## [Written exercise]
Count how many lines in the records below contain the string "seat", and reply with that number alone.

(Pointing records)
[BEGIN]

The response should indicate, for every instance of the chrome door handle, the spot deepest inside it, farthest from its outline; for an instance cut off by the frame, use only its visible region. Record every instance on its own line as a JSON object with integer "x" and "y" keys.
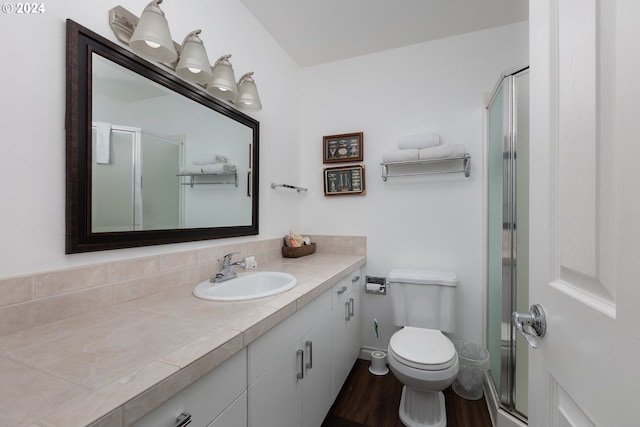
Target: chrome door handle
{"x": 309, "y": 346}
{"x": 300, "y": 354}
{"x": 535, "y": 319}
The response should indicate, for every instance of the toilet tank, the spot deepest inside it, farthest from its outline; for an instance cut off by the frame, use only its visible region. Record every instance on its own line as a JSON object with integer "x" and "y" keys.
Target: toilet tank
{"x": 423, "y": 298}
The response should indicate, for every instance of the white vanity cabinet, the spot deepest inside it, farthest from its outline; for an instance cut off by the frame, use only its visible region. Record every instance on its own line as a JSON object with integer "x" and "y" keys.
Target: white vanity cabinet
{"x": 289, "y": 370}
{"x": 218, "y": 399}
{"x": 346, "y": 328}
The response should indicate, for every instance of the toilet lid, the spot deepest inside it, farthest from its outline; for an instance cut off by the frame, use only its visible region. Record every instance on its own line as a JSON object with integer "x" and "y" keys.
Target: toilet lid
{"x": 420, "y": 348}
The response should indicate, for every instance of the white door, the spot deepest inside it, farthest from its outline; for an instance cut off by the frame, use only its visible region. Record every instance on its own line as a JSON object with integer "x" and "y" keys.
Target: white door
{"x": 585, "y": 212}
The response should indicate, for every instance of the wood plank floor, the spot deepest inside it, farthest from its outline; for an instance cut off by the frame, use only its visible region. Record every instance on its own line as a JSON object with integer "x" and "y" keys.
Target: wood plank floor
{"x": 368, "y": 400}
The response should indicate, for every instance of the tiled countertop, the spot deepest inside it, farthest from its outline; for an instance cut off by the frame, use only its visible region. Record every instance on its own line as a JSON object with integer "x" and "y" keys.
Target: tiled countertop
{"x": 110, "y": 367}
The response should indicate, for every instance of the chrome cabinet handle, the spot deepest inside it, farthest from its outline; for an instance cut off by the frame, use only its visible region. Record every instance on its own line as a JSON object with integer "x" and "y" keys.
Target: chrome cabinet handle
{"x": 309, "y": 346}
{"x": 535, "y": 319}
{"x": 184, "y": 419}
{"x": 300, "y": 353}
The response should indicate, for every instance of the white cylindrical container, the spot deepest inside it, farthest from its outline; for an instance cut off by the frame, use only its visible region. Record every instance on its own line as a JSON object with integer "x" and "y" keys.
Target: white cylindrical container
{"x": 378, "y": 364}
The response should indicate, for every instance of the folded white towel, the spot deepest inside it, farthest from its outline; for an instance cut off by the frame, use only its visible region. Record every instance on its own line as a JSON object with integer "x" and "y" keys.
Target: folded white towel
{"x": 444, "y": 151}
{"x": 218, "y": 168}
{"x": 190, "y": 170}
{"x": 400, "y": 155}
{"x": 103, "y": 143}
{"x": 419, "y": 140}
{"x": 211, "y": 159}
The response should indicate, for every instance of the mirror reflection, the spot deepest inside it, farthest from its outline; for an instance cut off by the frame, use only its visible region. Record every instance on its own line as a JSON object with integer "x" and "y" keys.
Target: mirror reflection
{"x": 151, "y": 159}
{"x": 161, "y": 160}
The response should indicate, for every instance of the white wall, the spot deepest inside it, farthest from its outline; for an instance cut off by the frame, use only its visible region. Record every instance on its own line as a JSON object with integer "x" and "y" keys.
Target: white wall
{"x": 32, "y": 92}
{"x": 427, "y": 222}
{"x": 424, "y": 222}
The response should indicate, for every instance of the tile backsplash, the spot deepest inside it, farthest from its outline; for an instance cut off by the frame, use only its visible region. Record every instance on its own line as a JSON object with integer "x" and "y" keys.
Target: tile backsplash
{"x": 42, "y": 297}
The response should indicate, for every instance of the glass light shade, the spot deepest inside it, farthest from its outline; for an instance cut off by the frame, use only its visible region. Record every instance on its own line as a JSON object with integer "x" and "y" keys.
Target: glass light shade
{"x": 223, "y": 82}
{"x": 194, "y": 62}
{"x": 248, "y": 98}
{"x": 151, "y": 38}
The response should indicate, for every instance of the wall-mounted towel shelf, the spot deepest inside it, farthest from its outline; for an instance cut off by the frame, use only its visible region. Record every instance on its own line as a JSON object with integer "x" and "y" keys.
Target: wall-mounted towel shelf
{"x": 465, "y": 160}
{"x": 192, "y": 178}
{"x": 293, "y": 187}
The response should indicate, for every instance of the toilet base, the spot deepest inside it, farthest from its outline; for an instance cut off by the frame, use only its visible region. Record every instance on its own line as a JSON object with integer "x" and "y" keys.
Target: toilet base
{"x": 420, "y": 408}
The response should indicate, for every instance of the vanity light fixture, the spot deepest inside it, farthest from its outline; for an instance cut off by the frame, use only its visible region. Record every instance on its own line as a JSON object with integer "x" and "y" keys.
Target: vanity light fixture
{"x": 248, "y": 97}
{"x": 194, "y": 62}
{"x": 151, "y": 37}
{"x": 223, "y": 84}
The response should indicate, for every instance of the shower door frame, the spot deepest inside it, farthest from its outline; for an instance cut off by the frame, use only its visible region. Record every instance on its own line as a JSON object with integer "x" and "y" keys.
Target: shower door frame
{"x": 508, "y": 334}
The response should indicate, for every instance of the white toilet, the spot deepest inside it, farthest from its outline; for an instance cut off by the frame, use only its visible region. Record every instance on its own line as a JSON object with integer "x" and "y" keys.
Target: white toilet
{"x": 420, "y": 355}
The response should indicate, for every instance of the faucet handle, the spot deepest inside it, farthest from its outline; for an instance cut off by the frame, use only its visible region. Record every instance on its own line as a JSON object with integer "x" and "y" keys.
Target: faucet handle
{"x": 226, "y": 260}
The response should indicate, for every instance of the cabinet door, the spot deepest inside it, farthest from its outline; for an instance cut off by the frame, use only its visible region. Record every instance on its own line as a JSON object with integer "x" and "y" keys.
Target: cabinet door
{"x": 340, "y": 349}
{"x": 354, "y": 325}
{"x": 316, "y": 385}
{"x": 235, "y": 415}
{"x": 275, "y": 399}
{"x": 205, "y": 399}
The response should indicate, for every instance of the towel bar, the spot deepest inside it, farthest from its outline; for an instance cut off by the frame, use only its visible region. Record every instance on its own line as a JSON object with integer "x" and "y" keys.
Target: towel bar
{"x": 293, "y": 187}
{"x": 466, "y": 167}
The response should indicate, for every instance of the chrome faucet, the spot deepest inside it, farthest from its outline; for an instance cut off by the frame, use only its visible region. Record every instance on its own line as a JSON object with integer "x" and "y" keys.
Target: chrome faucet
{"x": 228, "y": 269}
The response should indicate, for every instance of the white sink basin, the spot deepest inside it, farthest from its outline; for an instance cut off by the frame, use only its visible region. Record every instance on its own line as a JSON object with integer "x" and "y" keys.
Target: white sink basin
{"x": 246, "y": 286}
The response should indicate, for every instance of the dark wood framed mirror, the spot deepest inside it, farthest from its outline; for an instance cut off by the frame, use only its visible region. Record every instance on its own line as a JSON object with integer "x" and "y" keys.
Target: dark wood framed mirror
{"x": 151, "y": 159}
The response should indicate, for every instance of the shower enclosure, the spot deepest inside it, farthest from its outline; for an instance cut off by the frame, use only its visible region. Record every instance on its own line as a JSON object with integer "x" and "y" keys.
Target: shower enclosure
{"x": 507, "y": 238}
{"x": 120, "y": 201}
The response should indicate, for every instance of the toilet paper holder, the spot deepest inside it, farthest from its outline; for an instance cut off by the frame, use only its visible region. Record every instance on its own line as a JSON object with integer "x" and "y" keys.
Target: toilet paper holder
{"x": 375, "y": 285}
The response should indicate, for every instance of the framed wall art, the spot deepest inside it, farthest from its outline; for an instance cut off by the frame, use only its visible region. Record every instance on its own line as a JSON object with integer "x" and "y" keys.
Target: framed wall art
{"x": 342, "y": 148}
{"x": 344, "y": 180}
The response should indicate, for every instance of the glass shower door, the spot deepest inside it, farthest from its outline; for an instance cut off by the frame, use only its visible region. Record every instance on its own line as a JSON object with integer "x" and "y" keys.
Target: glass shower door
{"x": 508, "y": 238}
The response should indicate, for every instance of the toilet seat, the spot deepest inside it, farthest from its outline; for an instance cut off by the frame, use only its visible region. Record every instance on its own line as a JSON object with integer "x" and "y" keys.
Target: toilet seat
{"x": 425, "y": 349}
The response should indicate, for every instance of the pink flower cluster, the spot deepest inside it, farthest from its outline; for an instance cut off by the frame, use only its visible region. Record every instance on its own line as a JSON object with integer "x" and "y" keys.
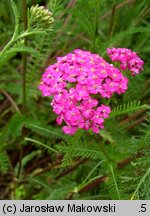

[END]

## [Answer for the task]
2